Prompt 1: In the text on Internet use in India, how many newspaper readers did Hansa Research count in India in 2009?
Prompt 2: From the records, keep only the lines that contain the string "sign", and copy each one out. Case counts.

Text extract:
────────────────────

Is it time to consider the Internet as mass media? Maybe. Going by the Telecom Regulatory Authority of India (Trai) data, more than 56 per cent of the 83 million Internet users in India are now on broadband. That means they access their Net through a fat pipe capable of delivering 256 kpbs or more of data against half that capacity earlier. That, in turn, means more than 46 million people can see films and music videos, shop, and do a thousand other things online, up from 28 million in January 2009. This number is growing year-on-year at about 30-40 per cent rate as private telecom operators offer broadband connections at great prices.
For long, the Internet story in India has been one of poor penetration. According to Hansa Research (which does the IRS), there were 330 million newspaper readers and 482 million television viewers in India in 2009. So, even at a total of 83 million, the Internet compares poorly with most mass media. More importantly, its progress has been tardy.

────────────────────

Entries provided:
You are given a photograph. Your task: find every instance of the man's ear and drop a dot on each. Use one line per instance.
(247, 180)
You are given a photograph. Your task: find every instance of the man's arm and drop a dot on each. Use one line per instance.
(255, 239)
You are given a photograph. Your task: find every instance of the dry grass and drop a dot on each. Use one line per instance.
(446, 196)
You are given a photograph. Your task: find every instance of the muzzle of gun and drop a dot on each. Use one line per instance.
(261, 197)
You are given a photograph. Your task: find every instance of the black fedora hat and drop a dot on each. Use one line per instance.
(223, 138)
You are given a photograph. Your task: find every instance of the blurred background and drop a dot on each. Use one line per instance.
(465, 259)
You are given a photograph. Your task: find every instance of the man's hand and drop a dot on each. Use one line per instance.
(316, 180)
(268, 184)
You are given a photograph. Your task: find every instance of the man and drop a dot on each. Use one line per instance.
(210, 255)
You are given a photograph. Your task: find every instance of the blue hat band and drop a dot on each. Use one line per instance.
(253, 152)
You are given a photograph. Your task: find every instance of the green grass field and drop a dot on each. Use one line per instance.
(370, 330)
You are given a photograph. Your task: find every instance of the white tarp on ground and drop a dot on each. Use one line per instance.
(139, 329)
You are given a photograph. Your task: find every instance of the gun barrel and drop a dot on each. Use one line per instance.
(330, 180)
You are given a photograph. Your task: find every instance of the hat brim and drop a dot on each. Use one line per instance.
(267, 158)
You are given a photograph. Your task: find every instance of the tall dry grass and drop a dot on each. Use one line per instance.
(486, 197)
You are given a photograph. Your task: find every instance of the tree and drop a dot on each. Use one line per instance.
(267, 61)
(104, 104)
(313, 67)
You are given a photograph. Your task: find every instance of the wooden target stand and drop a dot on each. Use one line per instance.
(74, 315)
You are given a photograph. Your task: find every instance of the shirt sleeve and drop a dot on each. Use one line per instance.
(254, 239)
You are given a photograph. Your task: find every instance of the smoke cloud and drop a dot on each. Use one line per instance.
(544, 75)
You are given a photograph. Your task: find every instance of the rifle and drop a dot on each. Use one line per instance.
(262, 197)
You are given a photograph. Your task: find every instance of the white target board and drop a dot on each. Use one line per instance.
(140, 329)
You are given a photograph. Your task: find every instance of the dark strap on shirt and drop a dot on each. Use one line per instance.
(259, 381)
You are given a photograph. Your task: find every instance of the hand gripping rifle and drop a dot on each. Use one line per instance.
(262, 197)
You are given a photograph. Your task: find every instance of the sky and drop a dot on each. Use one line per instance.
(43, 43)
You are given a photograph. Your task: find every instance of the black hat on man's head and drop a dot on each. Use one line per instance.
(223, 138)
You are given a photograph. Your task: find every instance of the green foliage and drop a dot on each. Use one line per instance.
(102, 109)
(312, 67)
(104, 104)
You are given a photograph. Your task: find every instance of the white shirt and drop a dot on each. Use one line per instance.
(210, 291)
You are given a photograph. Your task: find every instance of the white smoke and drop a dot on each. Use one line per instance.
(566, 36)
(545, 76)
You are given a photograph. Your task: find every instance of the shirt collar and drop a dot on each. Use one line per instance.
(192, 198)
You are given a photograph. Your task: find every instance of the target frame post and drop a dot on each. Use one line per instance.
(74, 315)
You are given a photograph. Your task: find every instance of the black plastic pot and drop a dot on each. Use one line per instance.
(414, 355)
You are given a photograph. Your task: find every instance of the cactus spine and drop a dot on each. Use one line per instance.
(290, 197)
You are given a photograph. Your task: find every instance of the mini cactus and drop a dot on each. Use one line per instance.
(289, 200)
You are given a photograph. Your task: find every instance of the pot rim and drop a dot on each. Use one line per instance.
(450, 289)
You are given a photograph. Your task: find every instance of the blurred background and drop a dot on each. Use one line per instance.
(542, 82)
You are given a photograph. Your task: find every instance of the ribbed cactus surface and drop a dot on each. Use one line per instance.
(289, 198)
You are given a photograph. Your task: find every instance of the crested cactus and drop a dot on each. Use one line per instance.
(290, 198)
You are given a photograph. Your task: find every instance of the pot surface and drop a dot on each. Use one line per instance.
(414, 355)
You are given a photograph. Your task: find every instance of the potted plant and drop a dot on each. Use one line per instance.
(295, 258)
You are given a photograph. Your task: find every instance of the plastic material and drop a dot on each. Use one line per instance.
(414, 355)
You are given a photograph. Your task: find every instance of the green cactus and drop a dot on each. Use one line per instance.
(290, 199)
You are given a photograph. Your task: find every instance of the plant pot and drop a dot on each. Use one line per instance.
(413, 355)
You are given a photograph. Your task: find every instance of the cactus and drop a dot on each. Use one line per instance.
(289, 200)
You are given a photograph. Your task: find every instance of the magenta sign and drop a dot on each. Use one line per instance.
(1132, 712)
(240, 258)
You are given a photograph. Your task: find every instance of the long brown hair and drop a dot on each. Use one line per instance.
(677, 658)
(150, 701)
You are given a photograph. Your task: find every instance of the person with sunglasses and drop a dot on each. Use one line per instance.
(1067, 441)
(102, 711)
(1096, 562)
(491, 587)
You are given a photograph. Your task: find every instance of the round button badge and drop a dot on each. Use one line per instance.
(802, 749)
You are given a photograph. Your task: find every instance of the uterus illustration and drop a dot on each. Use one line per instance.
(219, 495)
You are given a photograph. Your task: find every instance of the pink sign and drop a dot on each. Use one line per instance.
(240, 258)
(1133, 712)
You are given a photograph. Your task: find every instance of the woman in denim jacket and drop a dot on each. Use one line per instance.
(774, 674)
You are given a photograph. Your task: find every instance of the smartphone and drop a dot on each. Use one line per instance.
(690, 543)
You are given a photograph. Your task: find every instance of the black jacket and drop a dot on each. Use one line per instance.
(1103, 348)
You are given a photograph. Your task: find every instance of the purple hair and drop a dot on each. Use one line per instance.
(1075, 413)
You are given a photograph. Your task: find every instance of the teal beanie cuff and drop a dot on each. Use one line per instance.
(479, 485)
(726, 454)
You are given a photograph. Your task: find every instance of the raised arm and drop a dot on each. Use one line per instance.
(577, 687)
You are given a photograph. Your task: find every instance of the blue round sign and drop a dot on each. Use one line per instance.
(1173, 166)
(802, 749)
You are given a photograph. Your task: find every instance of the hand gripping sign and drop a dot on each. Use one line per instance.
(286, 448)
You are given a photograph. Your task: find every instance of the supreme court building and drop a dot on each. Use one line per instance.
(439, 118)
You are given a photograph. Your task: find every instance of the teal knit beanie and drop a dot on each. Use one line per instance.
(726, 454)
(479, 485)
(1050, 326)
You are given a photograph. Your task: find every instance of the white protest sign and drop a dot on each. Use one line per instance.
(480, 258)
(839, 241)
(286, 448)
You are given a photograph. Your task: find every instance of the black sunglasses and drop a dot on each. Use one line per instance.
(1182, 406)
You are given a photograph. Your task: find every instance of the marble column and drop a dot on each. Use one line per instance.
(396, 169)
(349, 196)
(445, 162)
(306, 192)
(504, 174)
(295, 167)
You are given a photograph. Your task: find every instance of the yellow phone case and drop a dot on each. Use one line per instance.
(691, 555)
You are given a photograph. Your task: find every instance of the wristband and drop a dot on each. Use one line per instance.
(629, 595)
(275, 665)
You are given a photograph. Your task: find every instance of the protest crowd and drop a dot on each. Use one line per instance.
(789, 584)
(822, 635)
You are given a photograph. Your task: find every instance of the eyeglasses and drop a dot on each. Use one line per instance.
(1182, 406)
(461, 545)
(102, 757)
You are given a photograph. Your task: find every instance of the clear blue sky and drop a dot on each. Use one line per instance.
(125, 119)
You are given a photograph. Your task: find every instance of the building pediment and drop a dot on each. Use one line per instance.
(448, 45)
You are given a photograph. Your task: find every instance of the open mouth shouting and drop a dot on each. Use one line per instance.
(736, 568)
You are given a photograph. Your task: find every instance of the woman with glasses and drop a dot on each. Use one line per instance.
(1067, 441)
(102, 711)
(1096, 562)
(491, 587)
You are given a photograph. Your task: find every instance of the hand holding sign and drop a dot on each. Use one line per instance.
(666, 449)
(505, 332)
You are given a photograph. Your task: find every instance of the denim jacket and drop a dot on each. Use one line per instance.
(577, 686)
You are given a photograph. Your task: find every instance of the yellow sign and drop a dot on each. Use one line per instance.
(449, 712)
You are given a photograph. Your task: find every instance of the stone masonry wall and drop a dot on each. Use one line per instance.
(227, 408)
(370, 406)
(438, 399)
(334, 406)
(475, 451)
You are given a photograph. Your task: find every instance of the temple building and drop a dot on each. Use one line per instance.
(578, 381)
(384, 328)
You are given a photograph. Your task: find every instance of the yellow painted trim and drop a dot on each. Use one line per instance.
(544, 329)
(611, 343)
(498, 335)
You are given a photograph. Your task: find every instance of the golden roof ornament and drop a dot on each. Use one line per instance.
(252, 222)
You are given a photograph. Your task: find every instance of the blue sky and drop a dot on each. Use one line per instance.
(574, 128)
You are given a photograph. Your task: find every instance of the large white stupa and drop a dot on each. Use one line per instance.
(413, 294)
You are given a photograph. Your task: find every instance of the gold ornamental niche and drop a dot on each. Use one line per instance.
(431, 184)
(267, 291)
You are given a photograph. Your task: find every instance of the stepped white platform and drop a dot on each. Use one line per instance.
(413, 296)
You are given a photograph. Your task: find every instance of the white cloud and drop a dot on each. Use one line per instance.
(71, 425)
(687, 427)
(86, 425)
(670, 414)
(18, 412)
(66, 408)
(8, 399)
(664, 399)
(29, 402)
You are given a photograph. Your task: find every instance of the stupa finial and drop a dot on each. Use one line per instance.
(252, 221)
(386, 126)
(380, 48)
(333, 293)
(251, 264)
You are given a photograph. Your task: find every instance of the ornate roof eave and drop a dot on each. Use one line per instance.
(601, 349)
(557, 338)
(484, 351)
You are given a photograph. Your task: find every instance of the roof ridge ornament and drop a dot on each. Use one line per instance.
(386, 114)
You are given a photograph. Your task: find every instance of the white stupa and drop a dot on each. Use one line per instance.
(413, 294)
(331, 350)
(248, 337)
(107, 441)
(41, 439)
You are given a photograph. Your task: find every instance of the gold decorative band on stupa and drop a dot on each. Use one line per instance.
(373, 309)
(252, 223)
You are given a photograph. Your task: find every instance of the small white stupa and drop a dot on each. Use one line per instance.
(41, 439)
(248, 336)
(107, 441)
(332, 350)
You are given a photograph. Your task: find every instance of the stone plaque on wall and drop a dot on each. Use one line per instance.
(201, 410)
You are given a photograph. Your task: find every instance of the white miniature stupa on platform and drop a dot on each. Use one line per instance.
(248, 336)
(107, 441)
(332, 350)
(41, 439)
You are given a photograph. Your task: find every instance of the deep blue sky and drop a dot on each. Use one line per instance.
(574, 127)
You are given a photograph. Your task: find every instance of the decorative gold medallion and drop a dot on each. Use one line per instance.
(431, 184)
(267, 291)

────────────────────

Task result 1: 330 million

Task result 2:
You are given a photograph. Your task: find every instance of the magenta sign and drop a dot on each. Use one line per instance.
You are given a photograph. Your task: find every instance of the pink sign and drop a dot on each. Use one line per instance.
You are given a photograph. Your task: find every instance of the blue round sign and drop a dot on each. Use one line per instance.
You are given a photograph. Your task: find every instance of the hand gripping sign and drop a dot on each. Use one line per instance.
You are given a photograph. Your task: find every instance of the white protest sign and drop a dot on each. Use one line per instance.
You are given a photograph. Your task: find every instance of the hand holding sign and drop a dot on each. Use one line per instance.
You are given a photograph. Your task: find every instance of the yellow sign and drop a dot on each. Use one line per instance.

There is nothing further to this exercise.